-- Material start --
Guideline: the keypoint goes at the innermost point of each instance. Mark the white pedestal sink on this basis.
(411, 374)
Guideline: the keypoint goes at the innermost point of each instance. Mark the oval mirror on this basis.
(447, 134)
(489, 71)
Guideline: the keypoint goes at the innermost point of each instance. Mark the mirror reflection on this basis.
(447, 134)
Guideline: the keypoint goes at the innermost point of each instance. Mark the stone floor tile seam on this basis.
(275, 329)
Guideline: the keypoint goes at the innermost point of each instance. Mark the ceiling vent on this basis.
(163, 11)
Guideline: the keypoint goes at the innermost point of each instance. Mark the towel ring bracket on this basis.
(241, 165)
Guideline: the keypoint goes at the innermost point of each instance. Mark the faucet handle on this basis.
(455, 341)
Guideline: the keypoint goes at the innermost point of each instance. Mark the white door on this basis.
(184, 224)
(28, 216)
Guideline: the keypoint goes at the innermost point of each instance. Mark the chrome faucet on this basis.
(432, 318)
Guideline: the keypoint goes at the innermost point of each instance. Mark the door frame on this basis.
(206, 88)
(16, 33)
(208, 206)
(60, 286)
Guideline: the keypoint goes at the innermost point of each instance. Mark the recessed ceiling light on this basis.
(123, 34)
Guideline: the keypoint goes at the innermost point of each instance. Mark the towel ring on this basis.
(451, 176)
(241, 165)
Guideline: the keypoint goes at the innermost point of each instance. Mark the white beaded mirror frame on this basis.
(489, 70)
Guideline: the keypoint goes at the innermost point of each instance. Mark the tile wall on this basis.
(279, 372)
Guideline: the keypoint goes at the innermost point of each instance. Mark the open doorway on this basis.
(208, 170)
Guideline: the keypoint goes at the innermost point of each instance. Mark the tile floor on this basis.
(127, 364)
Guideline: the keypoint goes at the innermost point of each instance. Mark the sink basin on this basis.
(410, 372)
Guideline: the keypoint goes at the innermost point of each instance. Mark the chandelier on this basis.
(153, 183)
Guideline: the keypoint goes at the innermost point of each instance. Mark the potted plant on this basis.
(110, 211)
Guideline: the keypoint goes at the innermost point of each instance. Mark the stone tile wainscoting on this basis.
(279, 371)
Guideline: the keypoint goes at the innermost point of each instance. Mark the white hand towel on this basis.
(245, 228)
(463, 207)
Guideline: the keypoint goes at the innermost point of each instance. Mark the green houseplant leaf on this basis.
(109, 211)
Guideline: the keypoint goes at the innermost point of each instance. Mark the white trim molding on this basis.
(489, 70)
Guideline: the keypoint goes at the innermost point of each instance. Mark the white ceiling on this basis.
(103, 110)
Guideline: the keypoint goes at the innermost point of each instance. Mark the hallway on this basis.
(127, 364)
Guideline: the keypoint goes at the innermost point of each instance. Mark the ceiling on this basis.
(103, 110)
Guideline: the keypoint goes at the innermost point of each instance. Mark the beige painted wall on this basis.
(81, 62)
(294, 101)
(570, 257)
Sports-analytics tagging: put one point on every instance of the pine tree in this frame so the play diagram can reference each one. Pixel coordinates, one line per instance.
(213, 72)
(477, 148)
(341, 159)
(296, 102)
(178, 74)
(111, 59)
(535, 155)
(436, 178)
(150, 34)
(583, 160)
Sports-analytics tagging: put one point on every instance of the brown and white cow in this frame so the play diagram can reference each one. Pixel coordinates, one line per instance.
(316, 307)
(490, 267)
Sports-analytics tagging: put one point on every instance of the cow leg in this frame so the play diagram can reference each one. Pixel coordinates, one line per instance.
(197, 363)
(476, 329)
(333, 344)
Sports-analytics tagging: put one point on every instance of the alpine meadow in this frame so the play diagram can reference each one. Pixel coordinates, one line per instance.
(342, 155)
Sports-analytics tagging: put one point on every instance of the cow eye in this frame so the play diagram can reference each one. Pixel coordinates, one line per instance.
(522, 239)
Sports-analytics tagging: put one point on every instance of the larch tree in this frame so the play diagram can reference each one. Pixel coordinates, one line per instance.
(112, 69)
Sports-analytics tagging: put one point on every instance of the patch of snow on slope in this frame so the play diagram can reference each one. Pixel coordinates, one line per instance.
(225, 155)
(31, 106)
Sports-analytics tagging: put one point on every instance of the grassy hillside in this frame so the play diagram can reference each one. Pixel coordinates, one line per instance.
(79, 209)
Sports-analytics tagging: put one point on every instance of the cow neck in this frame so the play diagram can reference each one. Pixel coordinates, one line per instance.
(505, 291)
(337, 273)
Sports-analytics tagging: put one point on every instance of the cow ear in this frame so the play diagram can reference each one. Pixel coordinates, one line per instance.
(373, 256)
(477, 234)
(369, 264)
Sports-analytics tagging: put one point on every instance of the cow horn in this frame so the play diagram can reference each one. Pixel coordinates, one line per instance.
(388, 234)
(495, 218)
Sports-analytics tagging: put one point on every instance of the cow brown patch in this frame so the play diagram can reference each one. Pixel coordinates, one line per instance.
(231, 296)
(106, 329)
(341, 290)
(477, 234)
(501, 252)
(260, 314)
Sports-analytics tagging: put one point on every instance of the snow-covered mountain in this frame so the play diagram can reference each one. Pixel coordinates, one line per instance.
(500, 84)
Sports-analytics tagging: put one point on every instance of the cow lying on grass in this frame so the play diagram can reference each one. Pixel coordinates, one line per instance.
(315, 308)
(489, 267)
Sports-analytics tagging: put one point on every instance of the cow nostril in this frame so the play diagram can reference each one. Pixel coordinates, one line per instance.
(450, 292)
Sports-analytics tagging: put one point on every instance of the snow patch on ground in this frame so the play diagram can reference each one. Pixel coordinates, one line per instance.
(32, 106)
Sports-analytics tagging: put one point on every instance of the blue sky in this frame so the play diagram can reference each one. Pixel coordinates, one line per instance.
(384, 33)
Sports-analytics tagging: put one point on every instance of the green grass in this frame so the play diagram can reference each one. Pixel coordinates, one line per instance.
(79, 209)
-- Material end --
* Your objective *
Please reproduce each line exactly as written.

* Task result *
Guideline: the keypoint goes at the innermost point of each instance. Mark the white pedestal sink on this basis.
(411, 374)
Guideline: the keypoint goes at the innermost point of each instance. Mark the oval mirror on this basis.
(447, 134)
(489, 71)
Guideline: the keypoint goes at the innermost point of each instance. Mark the mirror reflection on this basis.
(447, 134)
Guideline: the keypoint goes at the innermost point of each instance. Mark the stone floor tile seam on this basis.
(275, 329)
Guideline: the keypoint goes at the innermost point of each instance. Mark the ceiling vent on this basis.
(163, 11)
Guideline: the keypoint goes at the innermost point of each instance. Mark the towel ring bracket on this basis.
(241, 165)
Guideline: the keypoint goes at the innermost point of each instance. Mark the faucet handle on this basis.
(455, 341)
Guideline: the keypoint goes at the innermost point of each instance. Mark the white door on this basis.
(184, 224)
(28, 216)
Guideline: the keypoint goes at the innermost point of each instance. Mark the chrome faucet on this basis.
(432, 318)
Guideline: the keypoint goes at the innermost point of each instance. Mark the door frame on this basis.
(206, 88)
(16, 33)
(208, 206)
(60, 286)
Guideline: the keypoint goes at the innermost point of each instance. Mark the recessed ceiling light on this basis.
(123, 34)
Guideline: the keypoint goes at the innermost point of each instance. Mark the towel ring on this basis.
(451, 176)
(241, 165)
Guideline: the keypoint goes at the innermost point of each instance. Mark the white beaded mirror frame on this basis.
(489, 70)
Guideline: the keypoint goes at the innermost point of each instance. Mark the tile wall on this basis.
(279, 372)
Guideline: the keypoint goes at the innermost point of each instance. Mark the open doorway on this basis.
(208, 170)
Guideline: the keypoint goes at the innermost point of each instance. Mark the tile floor on this basis.
(127, 364)
Guideline: the keypoint goes at the innermost point of each instance. Mark the sink basin on this basis.
(410, 372)
Guideline: the keypoint goes at the innermost point of each instance. Mark the chandelier on this basis.
(153, 183)
Guideline: the keypoint goes at the innermost point of each instance. Mark the potted plant on this basis.
(110, 211)
Guideline: the keypoint goes at the innermost point of each instance. Mark the stone tile wainscoting on this basis.
(279, 371)
Guideline: the keypoint goes at the innermost point of each instance. Mark the white hand towel on this basis.
(245, 228)
(463, 207)
Guideline: the keypoint goes at the innermost point of each instance. Mark the green houseplant leaf on this basis.
(109, 211)
Guideline: the keypoint goes at the innermost point of each instance. Mark the white trim molding on this basis.
(489, 70)
Guideline: the keypoint goes at the innermost point of each instance. Mark the white ceiling on this basis.
(103, 110)
Guideline: the keypoint goes at the innermost point of each instance. Mark the hallway on this basis.
(127, 364)
Guideline: the keypoint goes at the innermost point of each instance. Mark the ceiling on this basis.
(103, 110)
Guideline: the keypoint goes at the innermost point of each instance. Mark the beige painted wall on this basis.
(81, 62)
(294, 101)
(570, 257)
Sports-analytics tagging: put one point on every instance of the pine tree in this frame so the play diagram can reference each one. Pixel coordinates, one line per instance.
(213, 72)
(477, 148)
(341, 159)
(296, 102)
(178, 74)
(111, 59)
(535, 155)
(436, 178)
(150, 34)
(583, 160)
Sports-analytics tagging: put one point on every instance of the brown and white cow in this frame so the play diagram can reference each one. Pixel coordinates, one line per instance.
(316, 307)
(490, 267)
Sports-analytics tagging: put one point on every instance of the cow leg in this frame so the play diagram can reference each one. Pixel coordinates, one line per instance.
(197, 363)
(476, 329)
(333, 344)
Sports-analytics tagging: put one point on every instance of the alpine meadow in this frame so the play diagram can reference each one. Pixel coordinates, one line per instance.
(342, 155)
Sports-analytics tagging: put one point on every instance of the cow eye in this frame so the play diagram can reference each one. Pixel coordinates, one line per instance.
(522, 239)
Sports-analytics tagging: put one point on every instance of the larch tree in this frame so the play diagram can reference each one. Pixel coordinates, one line per instance.
(112, 69)
Sports-analytics tagging: put one point on every instance of the patch of snow on slope in this frame so the play diagram can reference each one. Pixel coordinates, one line per instance.
(225, 155)
(31, 106)
Sports-analytics tagging: put one point on every instance of the grassy hillside in this frame so the play diagram can reference each one. Pixel coordinates, one line per instance.
(79, 209)
Sports-analytics tagging: put one point on every instance of the cow neck in this frame so the play diagram can reference each one. Pixel coordinates, one line per instance.
(505, 291)
(337, 273)
Sports-analytics tagging: put one point on every instance of the cow ear in this frame so the play diagram can reference each one. Pixel coordinates, one line per instance.
(373, 256)
(477, 234)
(369, 264)
Sports-analytics tagging: put one point on every instance of the cow horn in this frame so the play diagram can reference each one. Pixel coordinates, one line per instance.
(388, 234)
(495, 218)
Sports-analytics tagging: put one point on every instance of the cow brown patch in this frame so the play diagram can reference each one. Pixel coordinates, one line per instance.
(231, 296)
(106, 329)
(341, 290)
(477, 234)
(501, 252)
(260, 314)
Sports-analytics tagging: put one point on every instance of the snow-covered mountain in this frame so the play diagram can reference each one. Pixel coordinates, one line per instance.
(500, 84)
Sports-analytics tagging: put one point on every instance of the cow lying on grass in this frame so the play diagram can reference each one. Pixel coordinates, one line per instance.
(315, 308)
(489, 267)
Sports-analytics tagging: put one point on every instance of the cow nostril in this frame so the play diagram can reference each one. Pixel coordinates, one line per instance.
(450, 292)
Sports-analytics tagging: put one point on every instance of the snow patch on ground in this frame so the play diagram can reference each one. Pixel coordinates, one line per instance.
(32, 106)
Sports-analytics tagging: put one point on every instance of the blue sky in this frame so the play diagram can reference each one. Pixel coordinates, one line per instance.
(384, 33)
Sports-analytics tagging: put one point on every instance of the green grass in this frame so the play diagram can reference each one. Pixel coordinates, one line per instance.
(79, 209)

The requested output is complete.